### EXCERPT
——

Felipe Antonio "Tony" Custer Hallett (born May 27, 1954, Lima, Peru) is a Peruvian businessman and philanthropist. He is the son and grandson, respectively, of Jacques R. Custer and Richard O. Custer, noted Swiss-Peruvian entrepreneurs. He was educated in Peru, the US and Europe, and currently heads the Corporación Custer as principal shareholder, as well as being President of The Fundación Custer in Lima, Peru.

Custer is also Chair Emeritus of the Advisory Board of the David Rockefeller Center for Latin American Studies at Harvard University, a director of the Orchestra of the Americas in Washington DC., President of the Swiss Chamber of Commerce in Lima, Peru, President of the International Advisory Board of Centrum PUCP (Business School) in Lima, Peru, member of the Latin America Advisory Board at Harvard Business School, Honorary President and Founder of the Oasis Bahía de Paracas Club, as well as numerous other institutions.

==Career==

The Custer Group of companies is in its 100th year in Peru, having expanded to eleven countries: Peru, Ecuador, Colombia, Bolivia, Costa Rica, Guatemala, Nicaragua, Honduras, El Salvador, Dominican Republic and Panama.
The Company currently has two main divisions: Agrochemicals and specialty chemicals under the brand Interoc and Real Estate. The Corporation employs over 700 people in these eleven countries with sales of $160 millions.

——

### WHAT TO DO
1. According to the excerpt about Tony Custer, how many people does the Corporation employ?
2. Extend the excerpt about Tony Custer, picking up after its final sentence.
The rows that follow have no connection to the text about Tony Custer.

### DATASET ENTRIES
——

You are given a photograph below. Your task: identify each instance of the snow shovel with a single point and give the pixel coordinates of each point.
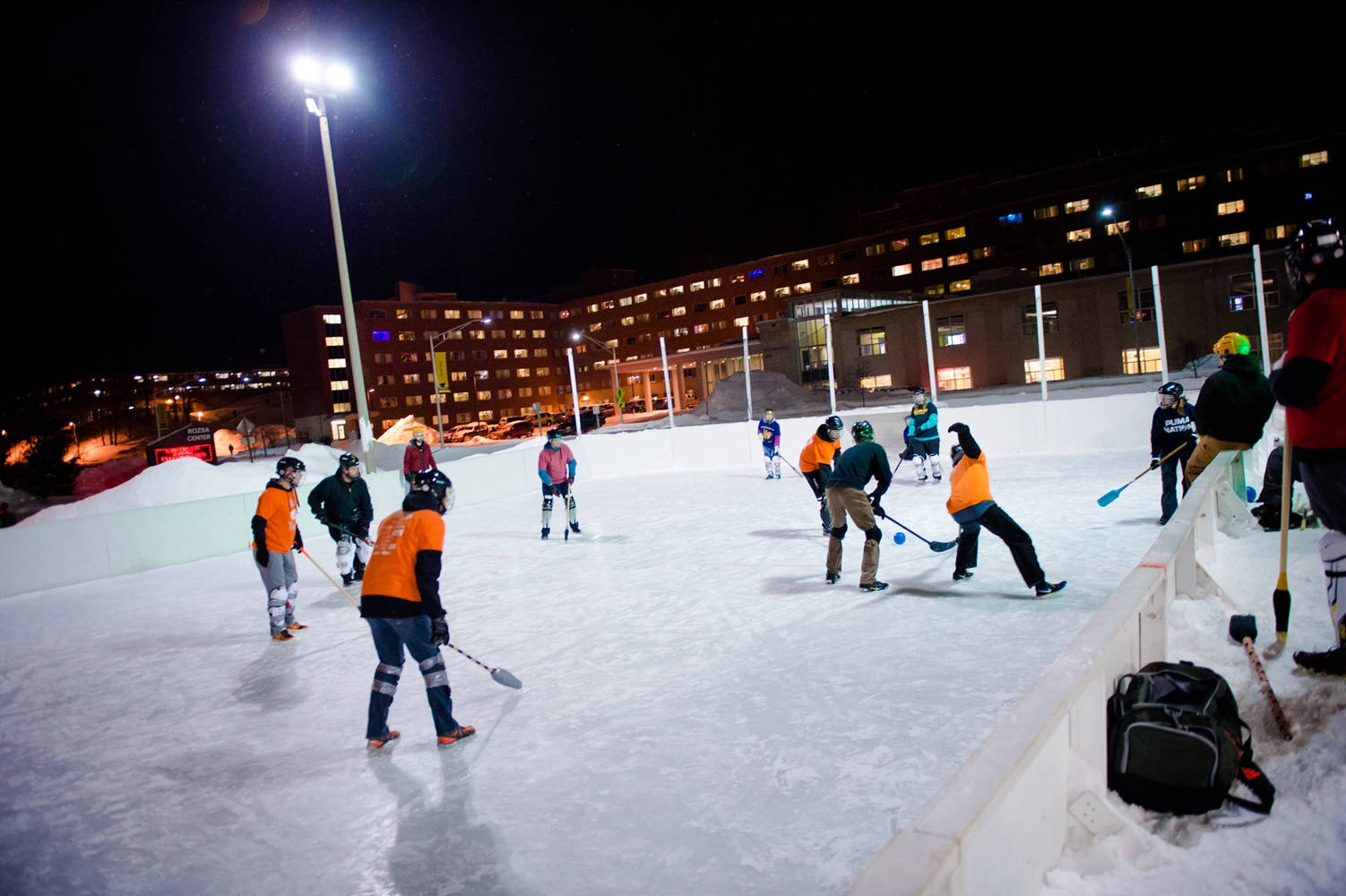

——

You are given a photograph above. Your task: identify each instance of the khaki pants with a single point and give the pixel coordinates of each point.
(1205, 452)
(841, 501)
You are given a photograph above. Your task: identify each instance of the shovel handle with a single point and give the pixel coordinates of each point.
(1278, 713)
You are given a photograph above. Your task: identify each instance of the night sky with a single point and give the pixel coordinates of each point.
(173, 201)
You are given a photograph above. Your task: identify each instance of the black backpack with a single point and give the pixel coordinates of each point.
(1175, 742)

——

### ANSWERS BY TASK
1. Over 700 people, spread across eleven countries.

2.
==Philanthropy==
Custer founded The Fundación Custer in 1996 and in 1998 The Foundation began to develop the “Aprendamos Juntos” program which came to have 13 centers in schools in the lowest income areas of Lima. During the 21 years of the “Aprendamos Juntos” program, 40 therapists provided critical educational assistance in annual courses to over 18,500 students of first and second grade that attended the program, which equips at-risk children with basic learning skills, helping them progress through their schooling where they otherwise often repeat years and/or drop out. Aprendamos Juntos also developed programs for parents and teachers. Through this program, over 13,255 parents learned how to help their children overcome the challenges they face, and over 2600 teachers acquired these skills. Finally, Aprendamos Juntos developed a special pre-school program for those schools that have kindergarten. Along with this, The Foundation assured the presence of the young Peruvian musicians selected every year to participate in the Orchestra of the Americas programs.

Custer is President Emeritus of the Patronato Cultural del Perú, as well as belonging to the “Group of 50” in Washington DC., as well as numerous museums and other NGO boards in Peru and abroad.
Tony Custer is the author of “The Art of Peruvian Cuisine” volumes I & II, with 110,000 copies is Peru’s bestseller cookbook. The entire proceeds of which are dedicated to sustaining and developing The Aprendamos Juntos Program. The same is true for his series of four children’s books featuring the moralizing adventures of a young bearcub “Las aventuras del Osezno Febezno”.
Mr. Custer received an honors degree on Economics from Harvard College in 1976 and an MBA from the Harvard Business School in 1979. He is fluent in Spanish, English and French and has knowledge of Italian. He is married to Ana María Guiulfo, one of Peru’s top fashion designers and has five children and ten grandchildren.

His hobbies are: the gastronomy, sailing, skiing and the design and construction of “picnic boats”. Mr. Custer is also composer, arranger and singer of three music albums that can be found in Spotify and Youtube under the names: “Canciones sencillas de amor”, “Pandemic Suite” and “Random Thoughts and Melodies”.